■ Quoted passage:
+--

Amusement Park Regulations, Inspections Vary in U.S.
From Six Flags to Walt Disney World, there’s no federal oversight of permanent amusement parks, and regulations vary from state to state.
The death of a woman who fell 75 feet from Six Flags Over Texas’ Texas Giant roller coaster is reinvigorating discussion among safety experts about whether it’s time to create more consistent, stringent regulations for thrill rides across the nation.
“A baby stroller is subject to tougher federal regulation than a roller coaster carrying a child in excess of 100 miles per hour,” Massachusetts Sen. Edward J. Markey, a Democrat, said in a statement this week. As a congressman, Markey tried for years to have the U.S. Consumer Product Safety Commission – which oversees mobile carnival rides – regulate fixed-site amusement parks.
But a spokeswoman with the International Association of Amusement Parks and Attractions countered that the trade group believes state officials “are best able to determine the level of regulation needed for their state.”
In Texas, the Department of Insurance requires that an amusement park’s insurance company perform a yearly inspection and carry $1 million liability insurance on each ride, agency spokesman Jerry Hagins said. Six Flags Over Texas was in compliance with those rules at the time of Rose Ayala-Goana’s July 19 fatal fall from the wooden coaster with steel rails that features a drop of 79 degrees and banked turns.
Six Flags Entertainment Corp. President and CEO Jim Reid-Anderson has said it’s using “both internal and external experts” to investigate Ayala-Goana’s death in Arlington. An official with the German manufacturer of the roller coaster’s car told The Dallas Morning News they would send officials to inspect the ride, but referred all questions The Associated Press might have to Six Flags.
The park doesn’t need to submit a report to the state on what caused her to fall, and while Arlington police are also looking into the death, they aren’t investigating the ride.
“The question is: Will they release it and will it be complete and comprehensive?” said Ken Martin, an amusement ride safety analyst who owns KRM Consulting of Richmond, Va. “There’s a lot of unanswered questions and because of the way it is in Texas we might not ever have the answer to those questions.”
Walter S. Reiss, an amusement ride safety inspector based in Bethlehem, Pa., agreed: “When it comes time for an accident it sure would be nice if the state would be that omniscient third party to come in and do that investigation.”
Martin noted that both the stringency of inspection regulations and which entity oversees those inspections vary across the country.
“In some states you have the Department of Agriculture, some states you have the Department of Labor. In Texas it’s the Department of Insurance. In Virginia it happens to be the local building inspector,” Martin said.

+--

■ Record excerpts:
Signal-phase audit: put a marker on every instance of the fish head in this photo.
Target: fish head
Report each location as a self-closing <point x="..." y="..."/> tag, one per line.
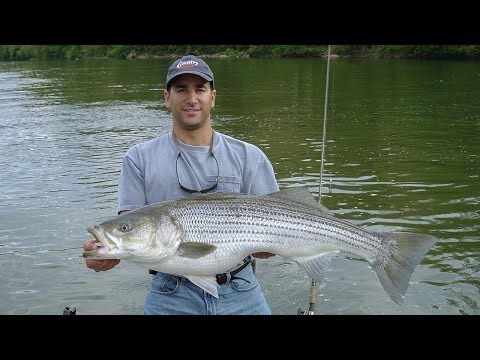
<point x="146" y="237"/>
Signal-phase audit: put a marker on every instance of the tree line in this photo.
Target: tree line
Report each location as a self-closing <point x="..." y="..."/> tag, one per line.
<point x="78" y="52"/>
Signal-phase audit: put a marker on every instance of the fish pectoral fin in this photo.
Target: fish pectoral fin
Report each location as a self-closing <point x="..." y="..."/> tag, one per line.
<point x="206" y="283"/>
<point x="194" y="250"/>
<point x="316" y="267"/>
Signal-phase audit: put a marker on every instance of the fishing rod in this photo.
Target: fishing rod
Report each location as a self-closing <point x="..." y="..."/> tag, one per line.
<point x="313" y="288"/>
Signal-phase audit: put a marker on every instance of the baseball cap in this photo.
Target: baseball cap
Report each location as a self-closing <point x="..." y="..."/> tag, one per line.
<point x="189" y="64"/>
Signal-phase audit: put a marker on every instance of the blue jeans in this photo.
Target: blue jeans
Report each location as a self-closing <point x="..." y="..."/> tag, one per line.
<point x="173" y="295"/>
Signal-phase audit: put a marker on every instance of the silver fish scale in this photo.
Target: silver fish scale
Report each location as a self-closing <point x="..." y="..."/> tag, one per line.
<point x="271" y="223"/>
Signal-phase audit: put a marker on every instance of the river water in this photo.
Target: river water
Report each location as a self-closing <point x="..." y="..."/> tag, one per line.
<point x="402" y="154"/>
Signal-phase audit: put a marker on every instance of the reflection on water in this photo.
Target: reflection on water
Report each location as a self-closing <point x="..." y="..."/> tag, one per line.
<point x="402" y="154"/>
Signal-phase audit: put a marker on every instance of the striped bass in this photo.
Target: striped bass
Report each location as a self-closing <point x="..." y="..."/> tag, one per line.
<point x="208" y="234"/>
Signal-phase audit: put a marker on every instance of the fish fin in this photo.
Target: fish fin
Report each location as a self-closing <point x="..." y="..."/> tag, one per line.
<point x="300" y="195"/>
<point x="395" y="272"/>
<point x="316" y="267"/>
<point x="194" y="250"/>
<point x="206" y="283"/>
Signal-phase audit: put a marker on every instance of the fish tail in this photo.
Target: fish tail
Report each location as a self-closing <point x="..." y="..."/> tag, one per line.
<point x="406" y="253"/>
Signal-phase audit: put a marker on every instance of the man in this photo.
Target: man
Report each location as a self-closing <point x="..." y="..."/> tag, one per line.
<point x="191" y="159"/>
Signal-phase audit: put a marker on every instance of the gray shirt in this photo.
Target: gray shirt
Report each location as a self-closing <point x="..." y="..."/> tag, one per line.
<point x="149" y="170"/>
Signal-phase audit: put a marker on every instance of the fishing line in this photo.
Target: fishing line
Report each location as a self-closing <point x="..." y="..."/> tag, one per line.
<point x="313" y="288"/>
<point x="324" y="134"/>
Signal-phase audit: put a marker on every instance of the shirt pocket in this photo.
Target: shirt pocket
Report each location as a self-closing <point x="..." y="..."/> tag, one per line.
<point x="227" y="183"/>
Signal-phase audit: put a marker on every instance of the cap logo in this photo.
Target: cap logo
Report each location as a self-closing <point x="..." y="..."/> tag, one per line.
<point x="187" y="64"/>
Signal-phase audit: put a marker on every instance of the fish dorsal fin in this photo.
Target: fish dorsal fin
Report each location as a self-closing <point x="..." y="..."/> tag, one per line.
<point x="194" y="250"/>
<point x="300" y="195"/>
<point x="206" y="283"/>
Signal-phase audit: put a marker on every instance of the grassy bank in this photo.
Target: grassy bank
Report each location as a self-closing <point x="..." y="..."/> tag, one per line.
<point x="74" y="52"/>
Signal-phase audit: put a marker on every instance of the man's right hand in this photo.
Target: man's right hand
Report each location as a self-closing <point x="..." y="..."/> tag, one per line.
<point x="98" y="265"/>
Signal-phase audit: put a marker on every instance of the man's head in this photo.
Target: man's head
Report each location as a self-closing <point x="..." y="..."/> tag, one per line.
<point x="189" y="64"/>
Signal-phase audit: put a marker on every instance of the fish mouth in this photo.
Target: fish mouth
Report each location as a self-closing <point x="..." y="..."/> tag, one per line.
<point x="104" y="245"/>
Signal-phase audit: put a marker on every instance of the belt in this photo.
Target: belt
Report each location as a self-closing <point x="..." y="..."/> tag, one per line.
<point x="225" y="277"/>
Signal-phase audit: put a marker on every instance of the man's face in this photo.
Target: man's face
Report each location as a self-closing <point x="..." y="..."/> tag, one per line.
<point x="190" y="100"/>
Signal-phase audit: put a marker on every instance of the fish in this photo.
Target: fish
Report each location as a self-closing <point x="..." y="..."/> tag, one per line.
<point x="200" y="236"/>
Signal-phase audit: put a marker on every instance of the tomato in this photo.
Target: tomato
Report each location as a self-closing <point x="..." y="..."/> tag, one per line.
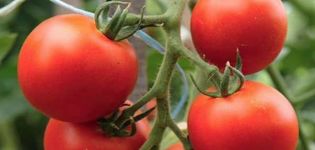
<point x="176" y="146"/>
<point x="256" y="27"/>
<point x="88" y="136"/>
<point x="257" y="117"/>
<point x="70" y="71"/>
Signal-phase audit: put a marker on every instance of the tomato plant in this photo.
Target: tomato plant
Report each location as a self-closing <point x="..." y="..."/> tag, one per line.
<point x="257" y="28"/>
<point x="80" y="71"/>
<point x="70" y="71"/>
<point x="71" y="136"/>
<point x="256" y="117"/>
<point x="176" y="146"/>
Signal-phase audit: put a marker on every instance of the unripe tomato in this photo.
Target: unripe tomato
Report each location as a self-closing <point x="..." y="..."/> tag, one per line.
<point x="257" y="117"/>
<point x="256" y="27"/>
<point x="88" y="136"/>
<point x="70" y="71"/>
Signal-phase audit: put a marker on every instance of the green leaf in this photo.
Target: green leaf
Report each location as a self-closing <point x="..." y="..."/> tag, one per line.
<point x="6" y="42"/>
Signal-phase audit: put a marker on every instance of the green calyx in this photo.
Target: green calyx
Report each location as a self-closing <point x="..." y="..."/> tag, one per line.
<point x="232" y="80"/>
<point x="117" y="125"/>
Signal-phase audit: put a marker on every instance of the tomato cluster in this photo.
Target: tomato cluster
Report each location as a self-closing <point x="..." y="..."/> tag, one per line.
<point x="75" y="75"/>
<point x="71" y="72"/>
<point x="257" y="117"/>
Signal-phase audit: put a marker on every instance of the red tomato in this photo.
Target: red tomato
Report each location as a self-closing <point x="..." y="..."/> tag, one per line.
<point x="150" y="105"/>
<point x="256" y="27"/>
<point x="176" y="146"/>
<point x="70" y="71"/>
<point x="257" y="117"/>
<point x="88" y="136"/>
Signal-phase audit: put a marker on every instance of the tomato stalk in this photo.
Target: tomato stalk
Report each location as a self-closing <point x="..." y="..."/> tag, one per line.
<point x="282" y="87"/>
<point x="10" y="7"/>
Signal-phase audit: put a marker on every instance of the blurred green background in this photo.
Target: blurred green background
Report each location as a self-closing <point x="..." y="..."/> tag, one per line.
<point x="22" y="127"/>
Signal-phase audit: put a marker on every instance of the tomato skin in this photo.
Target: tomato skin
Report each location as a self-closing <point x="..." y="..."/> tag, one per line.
<point x="88" y="136"/>
<point x="255" y="118"/>
<point x="256" y="27"/>
<point x="70" y="71"/>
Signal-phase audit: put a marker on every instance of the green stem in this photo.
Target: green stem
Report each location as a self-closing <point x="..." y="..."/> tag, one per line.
<point x="133" y="19"/>
<point x="211" y="69"/>
<point x="282" y="87"/>
<point x="181" y="136"/>
<point x="279" y="82"/>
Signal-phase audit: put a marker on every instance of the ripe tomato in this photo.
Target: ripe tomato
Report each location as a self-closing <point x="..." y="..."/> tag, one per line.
<point x="70" y="71"/>
<point x="255" y="118"/>
<point x="176" y="146"/>
<point x="88" y="136"/>
<point x="256" y="27"/>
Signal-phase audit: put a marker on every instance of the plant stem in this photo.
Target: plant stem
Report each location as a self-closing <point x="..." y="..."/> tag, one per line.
<point x="133" y="19"/>
<point x="162" y="83"/>
<point x="282" y="87"/>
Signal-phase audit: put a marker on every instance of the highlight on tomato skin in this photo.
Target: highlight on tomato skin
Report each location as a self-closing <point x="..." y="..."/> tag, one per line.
<point x="257" y="117"/>
<point x="70" y="71"/>
<point x="61" y="135"/>
<point x="257" y="28"/>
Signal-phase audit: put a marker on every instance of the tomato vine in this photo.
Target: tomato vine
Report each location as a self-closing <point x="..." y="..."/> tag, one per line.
<point x="174" y="50"/>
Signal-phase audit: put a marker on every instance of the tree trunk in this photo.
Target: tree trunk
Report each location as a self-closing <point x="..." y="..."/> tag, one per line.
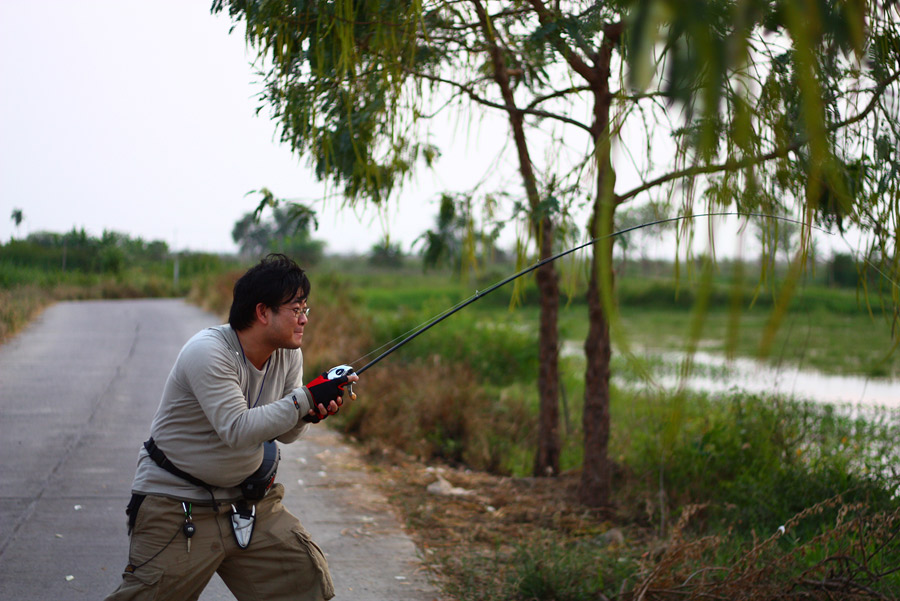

+--

■ Task item A: In the amusement park regulations article, translate this sentence into Spanish: "Martin noted that both the stringency of inspection regulations and which entity oversees those inspections vary across the country."
■ Task item B: Extract everything from "The park doesn’t" down to "investigating the ride." in the amusement park regulations article.
■ Task item C:
Answer these questions using the amusement park regulations article:
(i) How far did the woman fall from the Texas Giant roller coaster?
(ii) How much liability insurance must be carried on each ride in Texas?
(iii) In which city is Walter S. Reiss based?

■ Task solution A: Martin señaló que tanto el rigor de las normas de inspección como la entidad que supervisa esas inspecciones varían en todo el país.

■ Task solution B:
The park doesn’t need to submit a report to the state on what caused her to fall, and while Arlington police are also looking into the death, they aren’t investigating the ride.

■ Task solution C:
(i) 75 feet
(ii) $1 million
(iii) Bethlehem, Pa.